__Task goal__: Resume the DocuChisme project write-up from the point where it stops, writing in its style.

__Provided passage__:
================

DocuChisme | Devpost

Inspiration

Growing up as first-generation Americans, we often had to translate important documents for our parents - a task that was both stressful and confusing at such young age. That experience inspired us to create a tool that eases this burden for first gen children, empowering families through accessible communication and understanding of legal documents.

What it does

Our tool allows the user to upload a fillable pdf and instantly receive a translated summary. It generates a step-by-step action list, translating each section of the form and allowing users to modify the PDF directly. The finalized form will also be available for download. Users can interact with a chatbot that answers questions about the PDF and will provide helpful resources, all in Spanish.

How we built it

We utilized Gradio to build the frontend and display the uploaded PDFs. We used a variety of Python PDF libraries, such as PyMuPDF, to scan the PDFs to detect and extract fillable form fields. We primarily utilized Gemini for translation and document question and answering, enabling seamless support and useful responses.

Challenges we ran into

We heavily struggled at first with parsing a variety of PDFs. We used a multitude of open source tools and some with a free trial from Apryes SDK, LAyout parser, Amazon Textract etc. All of these solutions varied from local deployment to setting up our very own hugging face endpoints. None of them accurately detected the layout of the PDF. We eventaully found out that flat PDFs are really hard to detect the structure of, with Acroform PDFs being the easiest to detect. We also struggled to visualize the PDFs and modifying them since Gradio does not provide web support for viewing PDFs like many Javascript libraries do.

================

Dataset entries
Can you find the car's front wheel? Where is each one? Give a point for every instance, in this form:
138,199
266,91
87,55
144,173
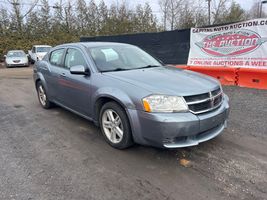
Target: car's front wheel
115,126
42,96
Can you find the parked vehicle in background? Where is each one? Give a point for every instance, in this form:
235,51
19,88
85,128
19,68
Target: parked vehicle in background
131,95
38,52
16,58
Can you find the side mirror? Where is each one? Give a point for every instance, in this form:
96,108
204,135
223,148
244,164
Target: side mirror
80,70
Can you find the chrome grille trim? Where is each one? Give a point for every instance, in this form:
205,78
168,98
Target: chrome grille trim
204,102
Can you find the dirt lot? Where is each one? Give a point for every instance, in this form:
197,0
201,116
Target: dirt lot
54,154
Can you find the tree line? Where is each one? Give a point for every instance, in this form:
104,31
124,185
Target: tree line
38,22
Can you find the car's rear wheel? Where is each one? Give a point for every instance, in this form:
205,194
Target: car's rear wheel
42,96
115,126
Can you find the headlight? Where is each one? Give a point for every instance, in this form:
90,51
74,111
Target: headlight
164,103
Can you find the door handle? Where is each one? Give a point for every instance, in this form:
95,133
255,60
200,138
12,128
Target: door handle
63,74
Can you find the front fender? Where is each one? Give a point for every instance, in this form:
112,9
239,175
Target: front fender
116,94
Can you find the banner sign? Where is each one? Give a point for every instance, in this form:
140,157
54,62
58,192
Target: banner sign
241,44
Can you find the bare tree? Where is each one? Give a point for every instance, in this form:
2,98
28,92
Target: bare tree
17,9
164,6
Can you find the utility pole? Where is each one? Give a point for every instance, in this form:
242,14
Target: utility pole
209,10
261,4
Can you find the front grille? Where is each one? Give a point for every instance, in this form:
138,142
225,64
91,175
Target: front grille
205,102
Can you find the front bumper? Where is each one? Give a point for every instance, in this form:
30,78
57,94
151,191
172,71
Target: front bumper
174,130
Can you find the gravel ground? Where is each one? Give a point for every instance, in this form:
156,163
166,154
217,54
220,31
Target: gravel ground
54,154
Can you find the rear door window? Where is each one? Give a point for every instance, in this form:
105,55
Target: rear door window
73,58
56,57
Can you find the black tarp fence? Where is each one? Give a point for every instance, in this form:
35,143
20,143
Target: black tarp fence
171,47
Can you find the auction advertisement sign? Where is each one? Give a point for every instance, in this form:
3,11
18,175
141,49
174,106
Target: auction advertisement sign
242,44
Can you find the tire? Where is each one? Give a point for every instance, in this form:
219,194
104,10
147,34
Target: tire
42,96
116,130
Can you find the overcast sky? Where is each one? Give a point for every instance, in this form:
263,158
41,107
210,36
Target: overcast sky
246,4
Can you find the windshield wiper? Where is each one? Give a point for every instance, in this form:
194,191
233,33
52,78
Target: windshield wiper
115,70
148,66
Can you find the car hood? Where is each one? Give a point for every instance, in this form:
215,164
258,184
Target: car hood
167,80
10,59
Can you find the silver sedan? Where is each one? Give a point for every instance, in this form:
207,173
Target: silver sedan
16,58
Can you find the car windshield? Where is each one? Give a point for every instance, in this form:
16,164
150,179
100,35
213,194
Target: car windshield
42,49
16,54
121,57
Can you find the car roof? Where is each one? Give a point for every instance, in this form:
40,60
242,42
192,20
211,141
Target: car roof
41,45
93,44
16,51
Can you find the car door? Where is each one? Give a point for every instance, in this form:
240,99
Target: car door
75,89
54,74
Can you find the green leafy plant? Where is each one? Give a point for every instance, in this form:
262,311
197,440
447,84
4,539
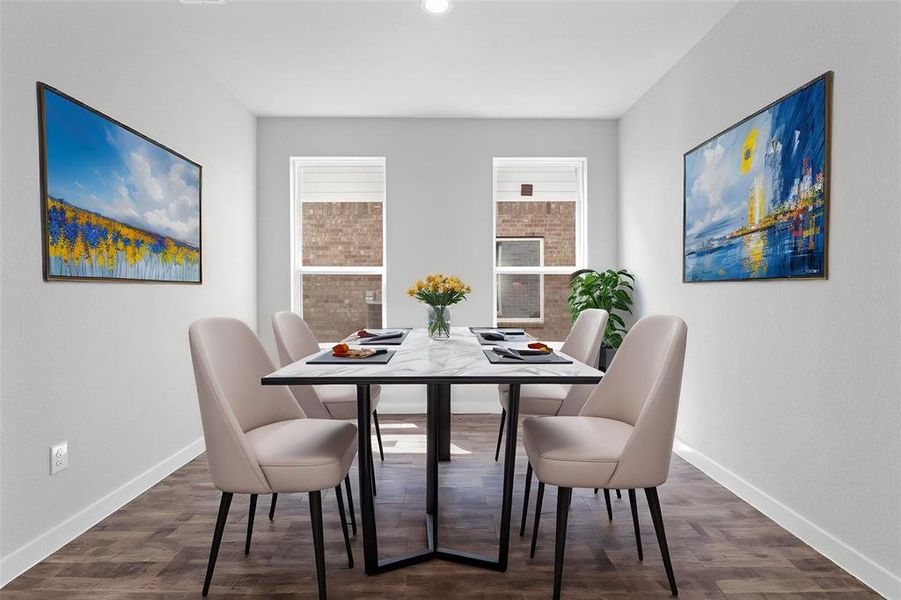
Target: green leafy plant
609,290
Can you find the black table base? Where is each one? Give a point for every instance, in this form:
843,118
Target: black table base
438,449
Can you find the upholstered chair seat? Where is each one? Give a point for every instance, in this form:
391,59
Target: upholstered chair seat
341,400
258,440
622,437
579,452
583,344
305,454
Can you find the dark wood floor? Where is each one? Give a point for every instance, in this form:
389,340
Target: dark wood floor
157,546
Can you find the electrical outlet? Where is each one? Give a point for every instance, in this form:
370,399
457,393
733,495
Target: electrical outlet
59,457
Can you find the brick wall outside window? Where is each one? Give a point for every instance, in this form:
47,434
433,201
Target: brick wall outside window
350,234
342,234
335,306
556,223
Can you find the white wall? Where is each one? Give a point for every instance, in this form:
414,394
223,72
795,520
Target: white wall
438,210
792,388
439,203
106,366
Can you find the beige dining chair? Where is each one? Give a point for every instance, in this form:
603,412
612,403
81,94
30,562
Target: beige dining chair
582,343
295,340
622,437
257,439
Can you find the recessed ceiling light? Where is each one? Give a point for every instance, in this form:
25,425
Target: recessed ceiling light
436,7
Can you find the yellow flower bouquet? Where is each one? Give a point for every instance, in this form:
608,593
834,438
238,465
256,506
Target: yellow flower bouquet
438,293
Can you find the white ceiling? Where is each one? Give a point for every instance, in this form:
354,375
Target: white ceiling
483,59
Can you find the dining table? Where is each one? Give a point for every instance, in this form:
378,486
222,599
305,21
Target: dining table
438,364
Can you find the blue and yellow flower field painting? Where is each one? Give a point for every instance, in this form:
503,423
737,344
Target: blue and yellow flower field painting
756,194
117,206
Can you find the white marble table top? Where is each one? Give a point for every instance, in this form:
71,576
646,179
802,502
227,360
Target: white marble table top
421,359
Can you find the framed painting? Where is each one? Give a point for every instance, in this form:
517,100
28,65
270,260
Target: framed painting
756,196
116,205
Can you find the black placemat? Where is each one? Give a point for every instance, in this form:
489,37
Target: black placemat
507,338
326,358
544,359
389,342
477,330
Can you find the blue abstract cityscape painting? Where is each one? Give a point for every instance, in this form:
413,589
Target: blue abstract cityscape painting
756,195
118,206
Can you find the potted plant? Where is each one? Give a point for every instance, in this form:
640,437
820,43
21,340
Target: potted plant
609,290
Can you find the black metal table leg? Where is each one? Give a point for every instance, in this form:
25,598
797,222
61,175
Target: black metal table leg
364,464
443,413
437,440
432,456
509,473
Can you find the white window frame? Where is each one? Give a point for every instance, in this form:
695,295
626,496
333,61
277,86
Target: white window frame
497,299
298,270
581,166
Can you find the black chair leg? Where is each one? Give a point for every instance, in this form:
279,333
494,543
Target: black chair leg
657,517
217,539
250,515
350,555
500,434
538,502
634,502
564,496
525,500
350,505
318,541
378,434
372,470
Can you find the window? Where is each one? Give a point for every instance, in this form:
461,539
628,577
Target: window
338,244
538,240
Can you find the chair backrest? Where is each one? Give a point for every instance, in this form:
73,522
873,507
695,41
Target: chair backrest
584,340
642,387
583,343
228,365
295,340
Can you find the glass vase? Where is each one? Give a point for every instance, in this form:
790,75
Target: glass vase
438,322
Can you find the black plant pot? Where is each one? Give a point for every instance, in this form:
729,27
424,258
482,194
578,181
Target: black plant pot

================

__Reply to the exercise__:
Accomplishments that we're proud of

We are proud to be able to provide real time translation for documents in the form of action steps, helping the user fill out the form on the go, as well as accurate translation for interfacing with the AI model on document questions and answering.

What we learned

We gained hands-on experience using Gradio as both a frontend and backend framework, along with learning about its ease of integration and limitations with PDF visualization. We also learned the differences found in PDF forms and though critically on how to approach these conflicts. Additionally, we learned how to leverage language models effectively for translation and document-based question answering.